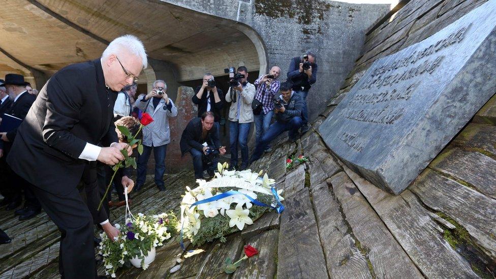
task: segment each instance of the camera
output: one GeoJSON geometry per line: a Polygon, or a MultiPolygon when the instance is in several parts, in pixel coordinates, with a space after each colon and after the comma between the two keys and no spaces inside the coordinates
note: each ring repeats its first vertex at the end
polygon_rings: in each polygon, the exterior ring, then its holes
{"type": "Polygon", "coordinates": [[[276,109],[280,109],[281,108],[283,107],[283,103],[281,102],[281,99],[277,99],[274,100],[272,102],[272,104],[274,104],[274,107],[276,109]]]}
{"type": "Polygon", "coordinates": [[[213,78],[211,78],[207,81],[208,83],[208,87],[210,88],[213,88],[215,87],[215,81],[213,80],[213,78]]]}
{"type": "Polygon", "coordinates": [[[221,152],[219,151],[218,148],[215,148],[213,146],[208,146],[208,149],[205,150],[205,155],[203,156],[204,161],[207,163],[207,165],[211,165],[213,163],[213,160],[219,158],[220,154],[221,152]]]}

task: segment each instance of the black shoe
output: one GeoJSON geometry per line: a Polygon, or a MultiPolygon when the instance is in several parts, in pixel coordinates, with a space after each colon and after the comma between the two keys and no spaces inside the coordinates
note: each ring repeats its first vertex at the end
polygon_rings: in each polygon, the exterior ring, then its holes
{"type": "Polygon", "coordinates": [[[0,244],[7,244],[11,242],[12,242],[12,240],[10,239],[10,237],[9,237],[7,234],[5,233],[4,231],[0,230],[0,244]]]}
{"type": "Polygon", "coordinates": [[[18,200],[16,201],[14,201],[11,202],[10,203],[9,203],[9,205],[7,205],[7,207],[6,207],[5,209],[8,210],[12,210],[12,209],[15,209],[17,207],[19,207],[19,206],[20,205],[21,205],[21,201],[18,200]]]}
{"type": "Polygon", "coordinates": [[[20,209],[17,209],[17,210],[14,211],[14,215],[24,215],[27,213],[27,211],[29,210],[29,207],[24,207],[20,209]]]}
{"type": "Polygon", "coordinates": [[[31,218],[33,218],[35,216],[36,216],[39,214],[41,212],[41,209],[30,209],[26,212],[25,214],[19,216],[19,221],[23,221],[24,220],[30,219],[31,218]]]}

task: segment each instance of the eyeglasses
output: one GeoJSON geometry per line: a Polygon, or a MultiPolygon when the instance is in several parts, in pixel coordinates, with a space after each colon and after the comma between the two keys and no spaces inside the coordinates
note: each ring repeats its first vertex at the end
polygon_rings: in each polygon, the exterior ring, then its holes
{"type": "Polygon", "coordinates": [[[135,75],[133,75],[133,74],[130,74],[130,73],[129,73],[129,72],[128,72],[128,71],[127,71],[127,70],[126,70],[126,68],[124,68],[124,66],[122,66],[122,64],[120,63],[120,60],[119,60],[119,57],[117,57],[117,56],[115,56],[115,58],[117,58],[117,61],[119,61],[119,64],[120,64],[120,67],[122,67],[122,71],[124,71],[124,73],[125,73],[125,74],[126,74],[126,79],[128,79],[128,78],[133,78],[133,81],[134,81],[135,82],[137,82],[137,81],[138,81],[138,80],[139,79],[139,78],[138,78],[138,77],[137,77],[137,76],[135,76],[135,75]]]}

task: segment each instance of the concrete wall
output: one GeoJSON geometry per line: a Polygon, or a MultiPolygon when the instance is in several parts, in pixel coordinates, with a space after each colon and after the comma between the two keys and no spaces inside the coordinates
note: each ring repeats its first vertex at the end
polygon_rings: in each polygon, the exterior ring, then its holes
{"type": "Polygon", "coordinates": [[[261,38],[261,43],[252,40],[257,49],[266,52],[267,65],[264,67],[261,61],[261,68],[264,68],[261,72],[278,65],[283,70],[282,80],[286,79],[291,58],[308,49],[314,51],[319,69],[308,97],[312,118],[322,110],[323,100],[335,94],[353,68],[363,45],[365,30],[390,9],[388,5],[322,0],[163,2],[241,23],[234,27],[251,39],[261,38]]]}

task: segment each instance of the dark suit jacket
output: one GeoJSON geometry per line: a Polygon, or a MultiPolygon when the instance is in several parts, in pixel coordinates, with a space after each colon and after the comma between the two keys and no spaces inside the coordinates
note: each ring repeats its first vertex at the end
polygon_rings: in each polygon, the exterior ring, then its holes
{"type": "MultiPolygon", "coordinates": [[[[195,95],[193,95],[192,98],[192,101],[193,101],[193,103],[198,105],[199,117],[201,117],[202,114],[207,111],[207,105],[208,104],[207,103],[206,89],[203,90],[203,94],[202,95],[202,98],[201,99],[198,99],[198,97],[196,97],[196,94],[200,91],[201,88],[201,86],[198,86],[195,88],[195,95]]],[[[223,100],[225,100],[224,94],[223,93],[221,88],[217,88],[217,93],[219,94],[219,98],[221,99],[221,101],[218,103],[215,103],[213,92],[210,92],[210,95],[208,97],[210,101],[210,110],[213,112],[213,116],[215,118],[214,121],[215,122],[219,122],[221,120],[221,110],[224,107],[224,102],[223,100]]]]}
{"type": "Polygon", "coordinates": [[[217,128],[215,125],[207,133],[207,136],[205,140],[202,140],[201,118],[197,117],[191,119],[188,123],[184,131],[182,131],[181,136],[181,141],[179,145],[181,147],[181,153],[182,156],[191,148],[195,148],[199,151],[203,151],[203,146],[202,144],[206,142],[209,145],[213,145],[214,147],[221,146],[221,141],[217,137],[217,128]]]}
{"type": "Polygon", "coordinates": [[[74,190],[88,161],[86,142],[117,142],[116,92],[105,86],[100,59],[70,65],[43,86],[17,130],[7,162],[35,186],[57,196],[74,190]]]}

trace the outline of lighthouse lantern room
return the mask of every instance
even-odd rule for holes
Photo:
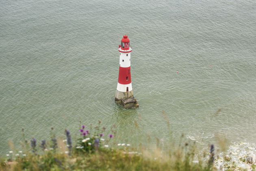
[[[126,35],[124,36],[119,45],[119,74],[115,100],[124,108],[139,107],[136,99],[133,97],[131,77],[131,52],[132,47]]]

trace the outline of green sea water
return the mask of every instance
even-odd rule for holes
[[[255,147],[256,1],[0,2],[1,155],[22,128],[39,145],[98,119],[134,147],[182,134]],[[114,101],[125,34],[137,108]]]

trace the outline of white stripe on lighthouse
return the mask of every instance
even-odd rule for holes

== == ==

Prompt: Update the data by changing every "return the mask of every instance" to "give a mask for each instance" and keeping everything else as it is. Omit the pictures from your answer.

Answer to the problem:
task: segment each instance of the camera
output: one GeoJSON geometry per line: a Polygon, or a MultiPolygon when the instance is in several parts, in pixel coordinates, with a space after each colon and after the comma between the two keys and no spaces inside the coordinates
note: each ring repeats its first vertex at the end
polygon_rings: in each polygon, the exterior ring, then its holes
{"type": "Polygon", "coordinates": [[[276,109],[280,109],[281,108],[283,107],[283,103],[281,102],[281,99],[277,99],[274,100],[272,102],[272,104],[274,104],[274,107],[276,109]]]}
{"type": "Polygon", "coordinates": [[[213,78],[211,78],[207,81],[208,83],[208,87],[210,88],[213,88],[215,87],[215,81],[213,80],[213,78]]]}
{"type": "Polygon", "coordinates": [[[221,152],[219,151],[218,148],[215,148],[213,146],[208,146],[208,149],[205,150],[205,155],[203,156],[204,161],[207,163],[207,165],[211,165],[213,163],[213,160],[219,158],[220,154],[221,152]]]}

task: segment each instance of the black shoe
output: one GeoJSON geometry per line: a Polygon, or a MultiPolygon when the instance is in several parts, in pixel coordinates, with a space after each colon and after the comma between the two keys and no spaces inside the coordinates
note: each ring repeats its first vertex at the end
polygon_rings: in each polygon, the exterior ring, then its holes
{"type": "Polygon", "coordinates": [[[0,244],[7,244],[11,242],[12,242],[12,240],[10,239],[10,237],[9,237],[7,234],[5,233],[4,231],[0,230],[0,244]]]}
{"type": "Polygon", "coordinates": [[[18,200],[16,201],[14,201],[11,202],[10,203],[9,203],[9,205],[7,205],[7,207],[6,207],[5,209],[8,210],[12,210],[12,209],[15,209],[17,207],[19,207],[19,206],[20,205],[21,205],[21,201],[18,200]]]}
{"type": "Polygon", "coordinates": [[[20,209],[17,209],[17,210],[14,211],[14,215],[24,215],[27,213],[27,211],[29,210],[29,207],[24,207],[20,209]]]}
{"type": "Polygon", "coordinates": [[[31,218],[33,218],[35,216],[36,216],[39,214],[41,212],[41,209],[30,209],[26,212],[25,214],[19,216],[19,221],[23,221],[24,220],[30,219],[31,218]]]}

task: segment each instance of the eyeglasses
output: one GeoJSON geometry per line: a Polygon, or a MultiPolygon when the instance is in several parts, in pixel coordinates, with a space after each colon and after the comma between the two keys and no spaces inside the coordinates
note: each ring repeats its first vertex at the end
polygon_rings: in each polygon, the exterior ring, then its holes
{"type": "Polygon", "coordinates": [[[135,75],[133,75],[133,74],[130,74],[130,73],[129,73],[129,72],[128,72],[128,71],[127,71],[127,70],[126,70],[126,68],[124,68],[124,66],[122,66],[122,64],[120,63],[120,60],[119,60],[119,57],[117,57],[117,56],[115,56],[115,58],[117,58],[117,61],[119,61],[119,64],[120,64],[120,67],[122,67],[122,71],[124,71],[124,73],[125,73],[125,74],[126,74],[126,79],[128,79],[128,78],[133,78],[133,81],[134,81],[135,82],[137,82],[137,81],[138,81],[138,80],[139,79],[139,78],[138,78],[138,77],[137,77],[137,76],[135,76],[135,75]]]}

task: segment each instance of the concrete wall
output: one GeoJSON geometry per line: a Polygon, or a MultiPolygon when the instance is in several parts, in pixel coordinates, with a space after each colon and after the comma between the two keys and no spaces inside the coordinates
note: each ring repeats its first vertex at the end
polygon_rings: in each polygon, the exterior ring, then its holes
{"type": "Polygon", "coordinates": [[[261,38],[261,43],[252,40],[257,49],[266,52],[267,65],[264,67],[261,61],[261,68],[264,68],[261,72],[278,65],[283,70],[282,80],[286,79],[291,58],[308,49],[314,51],[319,69],[308,97],[312,118],[322,110],[323,100],[335,94],[353,68],[363,45],[365,30],[390,9],[388,5],[322,0],[163,2],[241,23],[234,27],[251,39],[261,38]]]}

task: segment each instance of the dark suit jacket
output: one GeoJSON geometry per line: a Polygon, or a MultiPolygon when the instance is in several parts, in pixel coordinates, with a space after each colon and after the comma between the two keys and no spaces inside the coordinates
note: each ring repeats its first vertex at the end
polygon_rings: in each polygon, the exterior ring, then its holes
{"type": "MultiPolygon", "coordinates": [[[[195,95],[193,95],[192,98],[192,101],[193,101],[193,103],[198,105],[199,117],[201,117],[202,114],[207,111],[207,105],[208,104],[207,103],[206,89],[203,90],[203,94],[202,95],[202,98],[201,99],[198,99],[198,97],[196,97],[196,94],[200,91],[201,88],[201,86],[198,86],[195,88],[195,95]]],[[[223,100],[225,100],[224,94],[223,93],[221,88],[217,88],[217,93],[219,94],[219,98],[221,99],[221,101],[218,103],[215,103],[213,92],[210,92],[210,95],[208,97],[210,101],[210,110],[213,112],[213,116],[215,118],[214,121],[215,122],[219,122],[221,120],[221,110],[224,107],[224,102],[223,100]]]]}
{"type": "Polygon", "coordinates": [[[217,128],[215,125],[207,133],[207,136],[205,140],[202,140],[201,118],[197,117],[191,119],[188,123],[184,131],[182,131],[181,136],[181,141],[179,145],[181,147],[181,153],[182,156],[191,148],[195,148],[199,151],[203,151],[203,146],[202,144],[206,142],[209,145],[213,145],[214,147],[221,146],[221,141],[217,137],[217,128]]]}
{"type": "Polygon", "coordinates": [[[74,190],[88,161],[86,142],[117,142],[116,92],[105,86],[100,59],[70,65],[43,86],[17,130],[7,162],[35,186],[57,196],[74,190]]]}

trace the outline of lighthouse lantern room
give a mask for each instance
even-odd rule for holes
Photo:
[[[126,35],[124,36],[119,45],[119,74],[115,100],[124,108],[139,107],[136,99],[133,97],[131,77],[131,52],[132,47]]]

trace the outline of green sea water
give a mask for each instance
even-odd rule for holes
[[[255,147],[256,1],[0,2],[1,155],[22,128],[39,145],[98,119],[134,147],[182,134]],[[114,101],[125,34],[137,108]]]

trace the outline of white stripe on lighthouse
give a mask for each instance
even-odd rule for holes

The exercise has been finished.